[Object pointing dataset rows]
------------

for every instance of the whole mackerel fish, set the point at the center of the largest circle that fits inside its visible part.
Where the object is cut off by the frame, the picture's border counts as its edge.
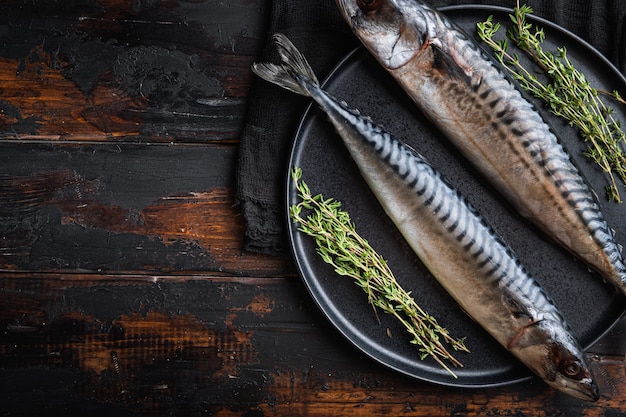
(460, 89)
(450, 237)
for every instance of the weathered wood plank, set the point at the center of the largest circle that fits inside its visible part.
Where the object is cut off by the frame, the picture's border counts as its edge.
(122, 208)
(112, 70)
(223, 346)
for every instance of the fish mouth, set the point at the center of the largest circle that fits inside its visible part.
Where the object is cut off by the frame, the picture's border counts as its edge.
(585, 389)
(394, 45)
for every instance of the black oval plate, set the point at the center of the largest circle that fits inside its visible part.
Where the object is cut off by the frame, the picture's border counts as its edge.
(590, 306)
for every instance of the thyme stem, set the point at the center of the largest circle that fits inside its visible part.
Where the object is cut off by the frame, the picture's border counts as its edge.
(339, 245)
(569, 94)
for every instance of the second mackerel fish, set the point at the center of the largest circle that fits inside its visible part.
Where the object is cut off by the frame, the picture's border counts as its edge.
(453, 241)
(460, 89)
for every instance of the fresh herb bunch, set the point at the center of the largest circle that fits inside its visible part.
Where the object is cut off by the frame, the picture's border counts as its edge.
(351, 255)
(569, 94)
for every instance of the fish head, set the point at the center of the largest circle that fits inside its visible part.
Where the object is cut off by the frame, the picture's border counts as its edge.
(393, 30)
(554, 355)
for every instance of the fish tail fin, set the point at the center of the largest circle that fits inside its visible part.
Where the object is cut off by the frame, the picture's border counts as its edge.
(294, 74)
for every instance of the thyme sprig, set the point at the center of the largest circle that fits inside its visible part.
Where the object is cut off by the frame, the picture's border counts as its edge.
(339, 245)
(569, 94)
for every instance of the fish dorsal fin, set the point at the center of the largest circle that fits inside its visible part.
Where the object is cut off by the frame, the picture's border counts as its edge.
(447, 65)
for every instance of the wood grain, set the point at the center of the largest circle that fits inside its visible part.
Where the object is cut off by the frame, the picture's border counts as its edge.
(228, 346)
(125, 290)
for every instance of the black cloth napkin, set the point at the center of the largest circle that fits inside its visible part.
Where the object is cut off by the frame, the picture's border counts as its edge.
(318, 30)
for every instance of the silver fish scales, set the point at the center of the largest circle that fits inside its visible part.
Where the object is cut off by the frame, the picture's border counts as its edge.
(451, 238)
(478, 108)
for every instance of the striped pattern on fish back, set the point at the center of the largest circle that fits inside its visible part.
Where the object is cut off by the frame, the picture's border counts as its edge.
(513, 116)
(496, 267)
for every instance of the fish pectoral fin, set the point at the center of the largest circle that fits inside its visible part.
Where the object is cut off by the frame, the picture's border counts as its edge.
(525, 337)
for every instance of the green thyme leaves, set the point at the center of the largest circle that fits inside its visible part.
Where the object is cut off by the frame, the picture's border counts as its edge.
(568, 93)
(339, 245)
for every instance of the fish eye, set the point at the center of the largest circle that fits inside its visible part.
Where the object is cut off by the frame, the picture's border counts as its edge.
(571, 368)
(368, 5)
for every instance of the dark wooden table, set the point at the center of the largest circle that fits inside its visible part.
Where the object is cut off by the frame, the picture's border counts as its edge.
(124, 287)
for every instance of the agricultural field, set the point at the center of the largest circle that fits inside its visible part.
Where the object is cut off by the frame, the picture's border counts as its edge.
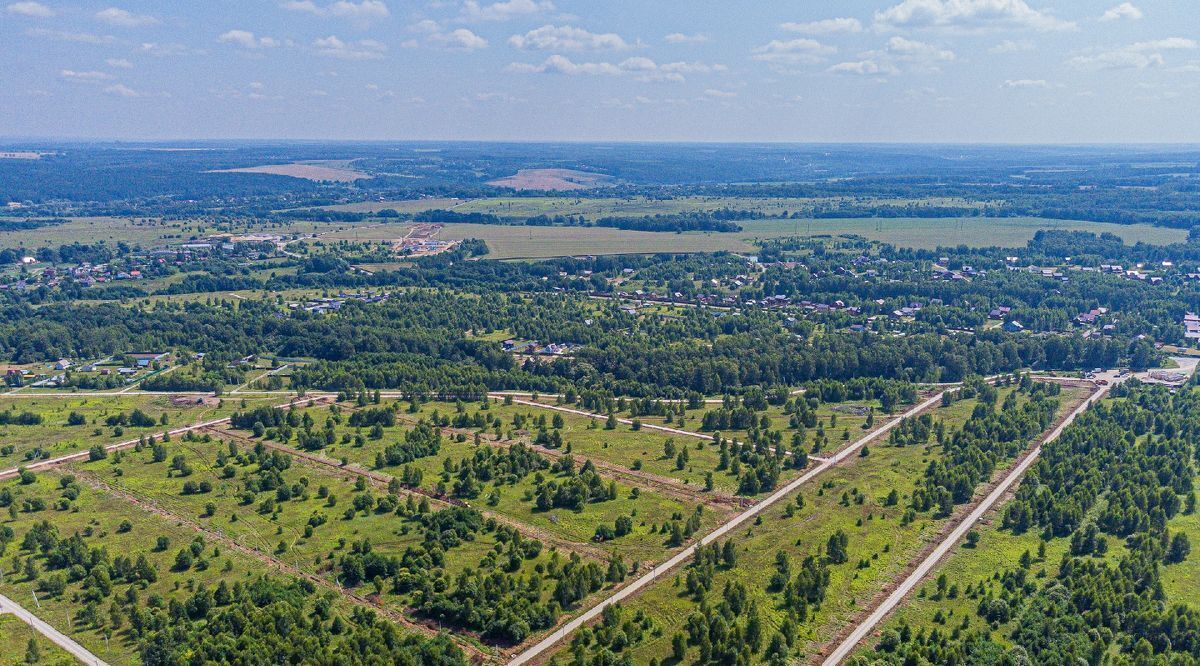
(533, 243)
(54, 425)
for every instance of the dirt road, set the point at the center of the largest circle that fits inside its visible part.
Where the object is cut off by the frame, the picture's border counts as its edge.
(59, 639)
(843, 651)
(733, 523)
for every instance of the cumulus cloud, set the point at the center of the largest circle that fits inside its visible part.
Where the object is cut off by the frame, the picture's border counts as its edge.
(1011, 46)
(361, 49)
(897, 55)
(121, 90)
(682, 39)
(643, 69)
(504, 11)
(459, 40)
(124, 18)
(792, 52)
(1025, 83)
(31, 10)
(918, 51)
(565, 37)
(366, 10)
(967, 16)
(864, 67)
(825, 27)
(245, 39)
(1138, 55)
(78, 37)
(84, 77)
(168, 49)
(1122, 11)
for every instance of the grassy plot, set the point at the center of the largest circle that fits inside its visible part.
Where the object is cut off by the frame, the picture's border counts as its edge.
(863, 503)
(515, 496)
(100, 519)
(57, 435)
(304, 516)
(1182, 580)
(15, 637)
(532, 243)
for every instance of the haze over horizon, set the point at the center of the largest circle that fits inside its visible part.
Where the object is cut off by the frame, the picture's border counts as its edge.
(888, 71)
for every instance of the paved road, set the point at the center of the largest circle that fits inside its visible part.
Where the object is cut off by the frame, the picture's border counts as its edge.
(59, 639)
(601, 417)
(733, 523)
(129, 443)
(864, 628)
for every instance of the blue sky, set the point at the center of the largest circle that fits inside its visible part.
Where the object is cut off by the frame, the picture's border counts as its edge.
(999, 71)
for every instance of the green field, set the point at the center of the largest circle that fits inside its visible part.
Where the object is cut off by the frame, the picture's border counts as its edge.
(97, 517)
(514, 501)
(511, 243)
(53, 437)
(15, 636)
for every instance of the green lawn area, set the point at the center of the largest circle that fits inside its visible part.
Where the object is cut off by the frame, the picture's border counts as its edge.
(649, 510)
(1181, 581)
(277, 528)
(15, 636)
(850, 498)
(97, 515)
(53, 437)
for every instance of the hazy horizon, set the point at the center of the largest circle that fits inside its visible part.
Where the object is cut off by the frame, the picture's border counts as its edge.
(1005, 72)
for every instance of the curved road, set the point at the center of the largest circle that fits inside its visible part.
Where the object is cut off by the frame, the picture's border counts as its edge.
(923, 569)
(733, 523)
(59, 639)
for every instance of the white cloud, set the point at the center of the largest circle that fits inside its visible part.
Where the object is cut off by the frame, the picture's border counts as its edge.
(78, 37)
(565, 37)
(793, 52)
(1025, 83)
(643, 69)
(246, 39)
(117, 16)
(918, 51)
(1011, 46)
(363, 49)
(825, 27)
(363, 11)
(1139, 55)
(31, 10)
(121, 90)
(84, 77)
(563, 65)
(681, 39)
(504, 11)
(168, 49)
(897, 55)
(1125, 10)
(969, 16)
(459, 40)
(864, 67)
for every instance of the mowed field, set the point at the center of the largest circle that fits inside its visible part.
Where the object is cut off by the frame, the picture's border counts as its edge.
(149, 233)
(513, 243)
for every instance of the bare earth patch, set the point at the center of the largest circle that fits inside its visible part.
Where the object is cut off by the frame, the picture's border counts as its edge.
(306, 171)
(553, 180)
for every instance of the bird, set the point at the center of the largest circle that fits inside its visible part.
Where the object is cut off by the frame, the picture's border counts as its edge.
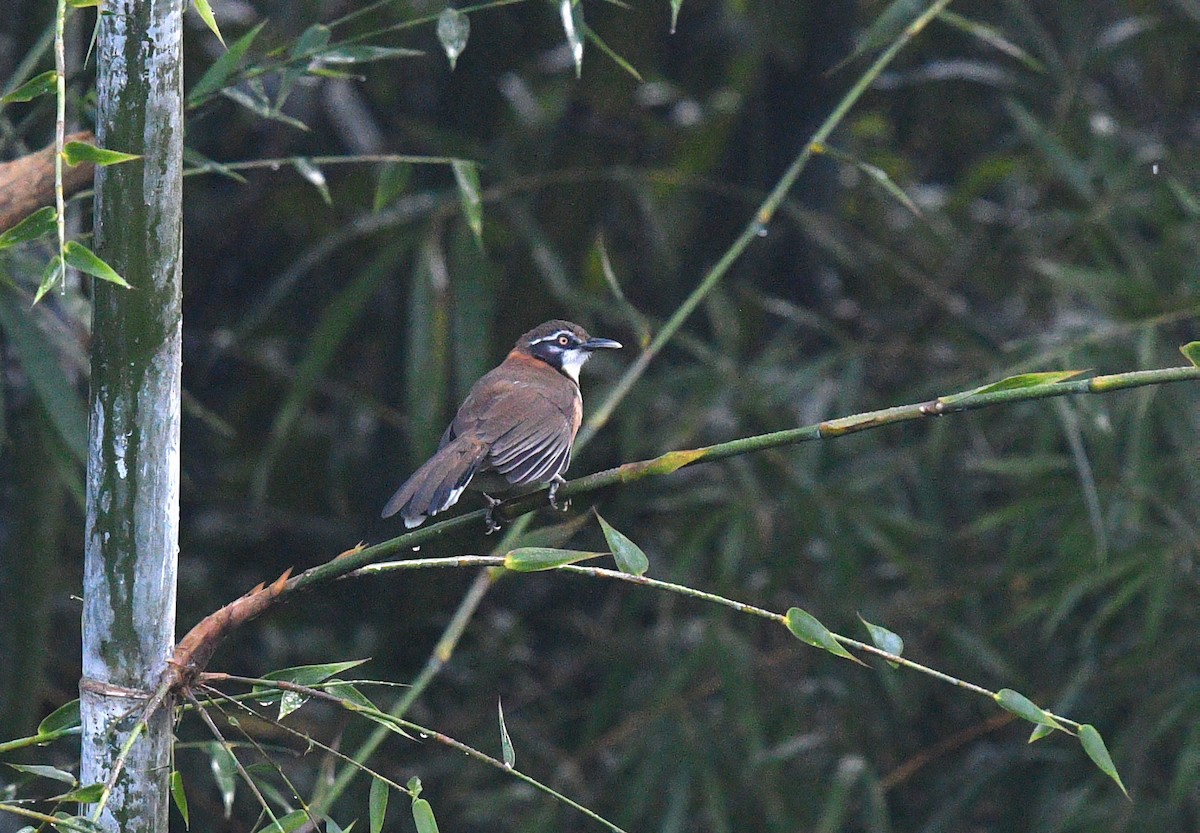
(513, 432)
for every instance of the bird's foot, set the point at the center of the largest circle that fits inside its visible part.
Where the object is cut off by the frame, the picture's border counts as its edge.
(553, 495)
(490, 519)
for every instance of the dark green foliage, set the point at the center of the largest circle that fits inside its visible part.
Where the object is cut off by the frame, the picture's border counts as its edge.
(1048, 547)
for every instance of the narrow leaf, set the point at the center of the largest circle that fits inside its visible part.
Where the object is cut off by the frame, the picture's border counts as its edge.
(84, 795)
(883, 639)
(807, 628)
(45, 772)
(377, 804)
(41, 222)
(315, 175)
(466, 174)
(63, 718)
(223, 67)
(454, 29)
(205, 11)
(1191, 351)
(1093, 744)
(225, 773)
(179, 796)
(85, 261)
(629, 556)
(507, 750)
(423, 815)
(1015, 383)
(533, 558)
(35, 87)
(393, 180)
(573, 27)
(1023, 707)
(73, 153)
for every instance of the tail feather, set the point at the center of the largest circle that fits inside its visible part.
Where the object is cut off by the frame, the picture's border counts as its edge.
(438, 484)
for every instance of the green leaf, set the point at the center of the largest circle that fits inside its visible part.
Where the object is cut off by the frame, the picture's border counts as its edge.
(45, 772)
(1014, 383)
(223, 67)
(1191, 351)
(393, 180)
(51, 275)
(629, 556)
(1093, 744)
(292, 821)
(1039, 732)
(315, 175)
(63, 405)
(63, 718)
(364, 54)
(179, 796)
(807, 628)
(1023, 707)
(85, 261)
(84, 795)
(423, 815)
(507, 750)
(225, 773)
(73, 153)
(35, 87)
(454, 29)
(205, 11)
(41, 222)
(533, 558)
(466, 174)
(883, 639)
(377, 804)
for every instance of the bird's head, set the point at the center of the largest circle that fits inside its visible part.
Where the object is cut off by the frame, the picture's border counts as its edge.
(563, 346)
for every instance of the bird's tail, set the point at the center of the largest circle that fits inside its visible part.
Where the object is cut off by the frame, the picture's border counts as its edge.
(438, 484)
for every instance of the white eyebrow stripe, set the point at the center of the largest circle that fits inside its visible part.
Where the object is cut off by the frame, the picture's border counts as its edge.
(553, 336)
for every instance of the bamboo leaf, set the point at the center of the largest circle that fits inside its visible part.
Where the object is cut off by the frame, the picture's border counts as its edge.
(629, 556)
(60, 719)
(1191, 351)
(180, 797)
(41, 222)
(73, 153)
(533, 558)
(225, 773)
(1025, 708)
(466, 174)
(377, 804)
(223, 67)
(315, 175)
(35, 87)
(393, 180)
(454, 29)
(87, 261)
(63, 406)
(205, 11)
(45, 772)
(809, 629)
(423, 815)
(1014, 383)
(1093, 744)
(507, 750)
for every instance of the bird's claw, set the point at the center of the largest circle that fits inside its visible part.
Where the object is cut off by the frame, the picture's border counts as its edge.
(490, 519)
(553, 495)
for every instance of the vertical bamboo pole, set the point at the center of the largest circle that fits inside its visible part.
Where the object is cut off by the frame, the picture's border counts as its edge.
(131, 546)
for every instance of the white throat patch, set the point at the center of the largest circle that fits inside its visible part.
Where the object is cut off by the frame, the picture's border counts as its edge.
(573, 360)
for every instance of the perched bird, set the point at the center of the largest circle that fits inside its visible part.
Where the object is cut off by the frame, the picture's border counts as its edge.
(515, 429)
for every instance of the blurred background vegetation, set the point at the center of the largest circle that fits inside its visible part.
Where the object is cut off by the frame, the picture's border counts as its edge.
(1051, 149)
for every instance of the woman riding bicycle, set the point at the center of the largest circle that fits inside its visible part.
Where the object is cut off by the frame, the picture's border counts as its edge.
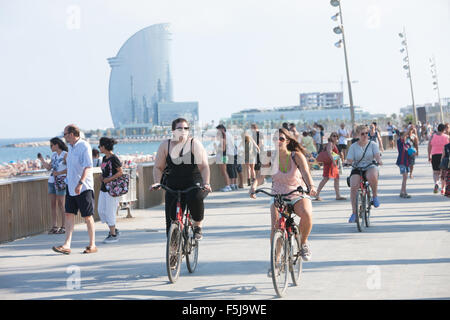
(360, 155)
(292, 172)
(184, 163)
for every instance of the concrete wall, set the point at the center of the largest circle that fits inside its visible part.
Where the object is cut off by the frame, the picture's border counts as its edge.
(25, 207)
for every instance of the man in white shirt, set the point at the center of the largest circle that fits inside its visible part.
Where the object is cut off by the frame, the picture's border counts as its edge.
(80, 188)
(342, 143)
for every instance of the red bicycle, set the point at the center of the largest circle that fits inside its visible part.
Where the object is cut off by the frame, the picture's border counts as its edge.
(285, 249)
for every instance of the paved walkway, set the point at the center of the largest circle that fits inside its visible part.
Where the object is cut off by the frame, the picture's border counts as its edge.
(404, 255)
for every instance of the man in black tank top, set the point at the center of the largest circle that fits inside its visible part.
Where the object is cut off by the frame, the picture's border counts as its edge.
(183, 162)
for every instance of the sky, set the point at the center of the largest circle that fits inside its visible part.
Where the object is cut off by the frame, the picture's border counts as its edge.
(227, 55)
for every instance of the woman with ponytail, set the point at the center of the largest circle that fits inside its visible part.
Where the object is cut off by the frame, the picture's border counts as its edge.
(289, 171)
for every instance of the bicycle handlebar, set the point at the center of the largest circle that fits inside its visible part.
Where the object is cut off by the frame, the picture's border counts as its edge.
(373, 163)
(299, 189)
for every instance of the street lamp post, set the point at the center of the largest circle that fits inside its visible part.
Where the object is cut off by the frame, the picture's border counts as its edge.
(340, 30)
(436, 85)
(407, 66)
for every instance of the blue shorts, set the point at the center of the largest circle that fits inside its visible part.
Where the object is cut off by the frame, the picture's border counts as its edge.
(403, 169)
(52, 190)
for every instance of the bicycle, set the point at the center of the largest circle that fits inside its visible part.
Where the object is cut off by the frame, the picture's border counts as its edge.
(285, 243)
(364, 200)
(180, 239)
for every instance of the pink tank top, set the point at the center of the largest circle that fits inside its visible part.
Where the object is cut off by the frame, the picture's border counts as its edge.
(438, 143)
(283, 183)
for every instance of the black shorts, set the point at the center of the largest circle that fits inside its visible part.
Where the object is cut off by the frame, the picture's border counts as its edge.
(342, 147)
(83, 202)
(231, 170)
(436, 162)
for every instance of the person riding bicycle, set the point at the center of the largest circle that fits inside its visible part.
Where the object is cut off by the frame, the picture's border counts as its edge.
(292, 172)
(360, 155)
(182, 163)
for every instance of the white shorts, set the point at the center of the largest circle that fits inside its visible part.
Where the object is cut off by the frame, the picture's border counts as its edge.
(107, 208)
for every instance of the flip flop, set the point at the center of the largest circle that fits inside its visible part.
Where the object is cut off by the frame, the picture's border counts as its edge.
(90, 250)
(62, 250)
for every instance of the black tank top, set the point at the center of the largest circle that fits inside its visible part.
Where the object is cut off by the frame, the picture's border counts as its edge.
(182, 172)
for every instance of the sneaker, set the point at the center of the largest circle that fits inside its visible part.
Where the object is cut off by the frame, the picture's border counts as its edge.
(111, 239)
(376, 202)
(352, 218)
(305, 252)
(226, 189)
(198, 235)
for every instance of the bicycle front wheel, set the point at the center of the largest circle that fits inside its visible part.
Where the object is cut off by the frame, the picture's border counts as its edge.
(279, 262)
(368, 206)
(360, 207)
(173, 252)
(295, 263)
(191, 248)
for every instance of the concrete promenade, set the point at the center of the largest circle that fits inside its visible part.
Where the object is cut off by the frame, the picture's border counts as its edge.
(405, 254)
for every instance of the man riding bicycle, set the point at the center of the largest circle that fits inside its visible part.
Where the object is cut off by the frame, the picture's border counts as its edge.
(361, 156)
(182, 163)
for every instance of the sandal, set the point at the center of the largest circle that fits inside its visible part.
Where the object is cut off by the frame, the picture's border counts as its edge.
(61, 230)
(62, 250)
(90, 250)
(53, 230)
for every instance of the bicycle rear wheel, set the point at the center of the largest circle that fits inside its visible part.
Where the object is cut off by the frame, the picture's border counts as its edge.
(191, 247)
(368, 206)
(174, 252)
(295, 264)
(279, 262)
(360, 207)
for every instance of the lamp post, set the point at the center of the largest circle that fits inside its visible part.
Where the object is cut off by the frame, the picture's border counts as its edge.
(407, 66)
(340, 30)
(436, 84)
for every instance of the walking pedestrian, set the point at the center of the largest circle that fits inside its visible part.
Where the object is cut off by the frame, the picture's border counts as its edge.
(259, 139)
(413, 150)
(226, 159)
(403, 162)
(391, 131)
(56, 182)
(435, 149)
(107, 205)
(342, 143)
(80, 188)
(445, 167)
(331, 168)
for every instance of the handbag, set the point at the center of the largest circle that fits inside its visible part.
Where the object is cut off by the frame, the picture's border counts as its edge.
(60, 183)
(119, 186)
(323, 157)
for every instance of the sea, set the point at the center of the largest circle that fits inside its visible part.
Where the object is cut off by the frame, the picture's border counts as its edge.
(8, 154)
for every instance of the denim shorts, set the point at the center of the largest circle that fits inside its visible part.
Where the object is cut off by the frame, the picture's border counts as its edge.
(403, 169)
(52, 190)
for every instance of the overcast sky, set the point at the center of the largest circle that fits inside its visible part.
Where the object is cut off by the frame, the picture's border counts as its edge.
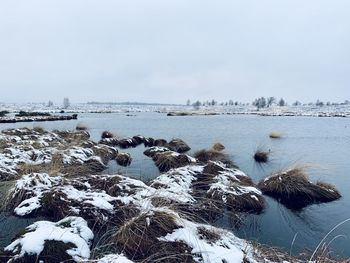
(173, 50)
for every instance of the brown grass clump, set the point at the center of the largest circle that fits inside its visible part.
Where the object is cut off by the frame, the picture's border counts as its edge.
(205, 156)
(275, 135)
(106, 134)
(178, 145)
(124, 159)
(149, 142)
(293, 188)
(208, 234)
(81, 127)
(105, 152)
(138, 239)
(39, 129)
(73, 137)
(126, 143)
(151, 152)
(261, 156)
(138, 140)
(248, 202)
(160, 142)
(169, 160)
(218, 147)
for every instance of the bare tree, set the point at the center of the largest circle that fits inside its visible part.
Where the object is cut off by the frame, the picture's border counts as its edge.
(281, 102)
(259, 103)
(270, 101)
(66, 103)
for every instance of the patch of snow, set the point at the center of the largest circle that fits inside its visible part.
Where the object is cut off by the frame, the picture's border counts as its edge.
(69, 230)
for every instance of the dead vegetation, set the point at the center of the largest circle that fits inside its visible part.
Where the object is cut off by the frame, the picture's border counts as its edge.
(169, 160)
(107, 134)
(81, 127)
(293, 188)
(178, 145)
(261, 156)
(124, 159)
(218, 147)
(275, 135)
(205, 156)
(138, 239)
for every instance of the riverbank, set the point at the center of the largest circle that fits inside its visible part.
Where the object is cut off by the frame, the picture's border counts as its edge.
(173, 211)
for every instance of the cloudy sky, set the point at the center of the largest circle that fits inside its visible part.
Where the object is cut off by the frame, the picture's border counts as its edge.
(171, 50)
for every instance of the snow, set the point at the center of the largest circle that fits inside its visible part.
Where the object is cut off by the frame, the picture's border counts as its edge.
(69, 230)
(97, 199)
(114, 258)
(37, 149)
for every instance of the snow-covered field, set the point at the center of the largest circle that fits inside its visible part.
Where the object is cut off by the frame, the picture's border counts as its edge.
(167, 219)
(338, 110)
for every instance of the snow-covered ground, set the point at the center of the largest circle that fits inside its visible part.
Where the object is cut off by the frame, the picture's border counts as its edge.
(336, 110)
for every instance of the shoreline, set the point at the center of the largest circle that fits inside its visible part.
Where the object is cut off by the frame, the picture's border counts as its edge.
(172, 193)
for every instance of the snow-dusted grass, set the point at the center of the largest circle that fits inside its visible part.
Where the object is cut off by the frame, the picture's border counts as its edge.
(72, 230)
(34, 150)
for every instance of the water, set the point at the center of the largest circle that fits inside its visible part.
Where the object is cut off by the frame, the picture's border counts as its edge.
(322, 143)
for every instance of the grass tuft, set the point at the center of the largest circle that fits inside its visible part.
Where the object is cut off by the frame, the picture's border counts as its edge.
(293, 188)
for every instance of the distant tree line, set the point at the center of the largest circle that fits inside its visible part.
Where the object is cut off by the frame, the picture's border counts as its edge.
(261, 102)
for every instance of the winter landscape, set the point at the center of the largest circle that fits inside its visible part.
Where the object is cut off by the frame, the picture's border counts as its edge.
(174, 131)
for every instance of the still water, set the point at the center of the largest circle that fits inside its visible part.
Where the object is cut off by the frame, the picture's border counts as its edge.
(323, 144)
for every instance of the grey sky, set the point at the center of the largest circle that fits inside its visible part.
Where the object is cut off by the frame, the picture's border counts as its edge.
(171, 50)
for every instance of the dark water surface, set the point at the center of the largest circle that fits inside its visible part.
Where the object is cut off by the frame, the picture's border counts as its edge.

------------

Only the lines from the one holding "for every instance of the water, set" through the end of the listing should be given again, exactly and with both ends included.

for every instance of the water, set the point at the center of the largest circle that fits inside its visible part.
Where the object is cut off by the frame, the picture's border counts as its edge.
(322, 143)
for every instance of the grass tuft, set the point at the center of the largest circle that fits inside its visible part.
Where the object is cut off by the frame, the picture's border counts as its edge.
(293, 188)
for every instance of the distant tree line, set the point at the center of the largest circle that fits inside its visible part.
Where the object is cut off by the frame, the picture's border counts as its edge.
(261, 102)
for every instance of the winter landscape, set the point at the center of the largest circle that fits inside its visible part.
Where the object is cut off by the frame, the picture's border counts as its edge.
(174, 131)
for every instance of the still water, set the point at the center of the largest circle that fits inside its visible part.
Where the object is cut off by the frame, the picture's border counts as its edge.
(323, 144)
for every instance of the grey sky, set the point at the center of the largest circle that fits inside its visible part.
Where the object is cut off by the frame, the picture's border counts as its edge.
(171, 50)
for every instance of the dark water surface, set the point at the center of the largest circle that fits inside its visible part.
Where the object is cut off by the frame, the picture's border counts as its edge.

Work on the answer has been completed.